TASK BRIEF: Rewrite every entry below, putting "receives one pin" wherever "earns a single pin" appears and keeping everything else the same.

SUPPLIED MATERIAL:
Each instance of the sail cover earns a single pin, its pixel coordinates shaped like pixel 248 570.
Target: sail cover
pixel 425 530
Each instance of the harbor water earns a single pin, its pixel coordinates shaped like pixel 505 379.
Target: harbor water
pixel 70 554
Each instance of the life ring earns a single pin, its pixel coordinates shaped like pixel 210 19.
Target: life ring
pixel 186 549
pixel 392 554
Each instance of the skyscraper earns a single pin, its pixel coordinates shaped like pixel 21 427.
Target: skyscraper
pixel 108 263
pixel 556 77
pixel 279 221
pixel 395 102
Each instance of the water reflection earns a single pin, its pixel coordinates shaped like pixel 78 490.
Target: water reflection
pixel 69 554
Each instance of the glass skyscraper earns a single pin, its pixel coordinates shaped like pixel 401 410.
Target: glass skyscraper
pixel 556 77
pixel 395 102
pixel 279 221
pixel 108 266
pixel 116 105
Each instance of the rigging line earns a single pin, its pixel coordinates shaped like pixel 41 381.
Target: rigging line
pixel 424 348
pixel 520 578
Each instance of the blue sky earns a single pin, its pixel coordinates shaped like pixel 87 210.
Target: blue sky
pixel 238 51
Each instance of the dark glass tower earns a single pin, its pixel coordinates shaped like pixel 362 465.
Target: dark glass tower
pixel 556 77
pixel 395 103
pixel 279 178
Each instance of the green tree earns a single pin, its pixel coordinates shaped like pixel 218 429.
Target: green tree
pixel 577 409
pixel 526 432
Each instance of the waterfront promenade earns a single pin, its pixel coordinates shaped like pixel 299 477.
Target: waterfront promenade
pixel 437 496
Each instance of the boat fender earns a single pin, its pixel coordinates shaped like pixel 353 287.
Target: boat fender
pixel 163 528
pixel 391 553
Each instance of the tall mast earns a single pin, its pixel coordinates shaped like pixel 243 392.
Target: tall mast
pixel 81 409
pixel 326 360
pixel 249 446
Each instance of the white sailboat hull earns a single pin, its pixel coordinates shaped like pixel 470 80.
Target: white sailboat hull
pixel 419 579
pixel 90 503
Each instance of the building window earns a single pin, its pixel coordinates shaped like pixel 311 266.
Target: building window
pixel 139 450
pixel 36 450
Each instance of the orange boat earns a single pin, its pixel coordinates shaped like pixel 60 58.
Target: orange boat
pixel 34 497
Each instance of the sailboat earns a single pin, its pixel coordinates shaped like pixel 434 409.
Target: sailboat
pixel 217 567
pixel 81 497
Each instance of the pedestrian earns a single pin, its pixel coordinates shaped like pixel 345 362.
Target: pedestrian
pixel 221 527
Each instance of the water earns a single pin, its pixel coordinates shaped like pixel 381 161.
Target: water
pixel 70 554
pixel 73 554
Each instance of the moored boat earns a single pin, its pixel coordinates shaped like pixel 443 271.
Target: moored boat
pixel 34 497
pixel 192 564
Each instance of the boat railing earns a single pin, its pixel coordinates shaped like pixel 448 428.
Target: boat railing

SOLUTION FOR THIS PROBLEM:
Each instance of the sail cover receives one pin, its pixel coordinates shaped like pixel 248 570.
Target: sail cover
pixel 425 530
Each instance of the harbor water receives one pin, its pixel coordinates shaped like pixel 505 379.
Target: harbor water
pixel 70 554
Each instance of the life ring receives one pin, its pixel coordinates shaped like pixel 210 19.
Target: life ring
pixel 186 549
pixel 392 554
Each instance of the skyscraper receives one pin, its pixel coordinates shaped like pixel 21 427.
Target: skyscraper
pixel 108 263
pixel 556 77
pixel 279 221
pixel 395 102
Each instance of the water reflection receives one pin, its pixel coordinates shaped like pixel 78 490.
Target: water reflection
pixel 69 554
Each instance of the glass skyscraper receives one pin, its pixel coordinates shaped like pixel 401 410.
Target: glass skyscraper
pixel 556 77
pixel 395 102
pixel 279 221
pixel 108 266
pixel 116 105
Each instance of the rigging line receives one pin, its pixel coordinates shaped like pixel 41 381.
Target: rigging line
pixel 424 348
pixel 520 578
Each instance of the blue sky receives one pin, its pixel coordinates shaped like pixel 87 210.
Target: blue sky
pixel 238 51
Each instance of the dark glass tower receives one pin, its pixel coordinates shaped like pixel 362 465.
Target: dark glass tower
pixel 556 77
pixel 395 103
pixel 279 178
Each instance of the green tree receives one pin, its pixel coordinates shaped like pixel 218 429.
Target: green tree
pixel 577 409
pixel 526 432
Each instance of the waterfront promenade receives one pin, its pixel coordinates shaped like pixel 299 477.
Target: waterfront promenade
pixel 437 496
Each instance of the boat fender receives one pin, its pixel coordinates shaped like pixel 353 287.
Target: boat fender
pixel 163 528
pixel 391 553
Each instance of the tall mast receives one pin, its pixel coordinates shaped like pixel 243 392.
Target: tall mast
pixel 81 409
pixel 326 360
pixel 249 446
Each instance of the white sailboat hull receives one pin, its pixel coordinates shaped like pixel 470 80.
Target: white sailboat hull
pixel 419 579
pixel 90 503
Each instance of the building window receives one pin, its pixel coordinates shaped like pixel 311 266.
Target: building window
pixel 139 450
pixel 36 450
Each instance of the orange boat receives one pin, its pixel coordinates shaped like pixel 60 58.
Target: orange boat
pixel 34 497
Each instance of the sailboat receives one pin, its pixel coordinates shaped like pixel 434 409.
Target: sailboat
pixel 217 567
pixel 81 497
Each instance of the pedestrian receives one pin, its pixel coordinates shaped like pixel 345 362.
Target: pedestrian
pixel 221 527
Each instance of the water receives one pin, its pixel coordinates shaped like pixel 381 161.
Target: water
pixel 70 554
pixel 73 554
Each instance of the moored boat receives one pin, its pixel coordinates shaped like pixel 443 271.
Target: moored boat
pixel 34 497
pixel 192 564
Each instance of the boat railing receives one pin, its pixel coordinates shaped like pixel 448 428.
Target: boat railing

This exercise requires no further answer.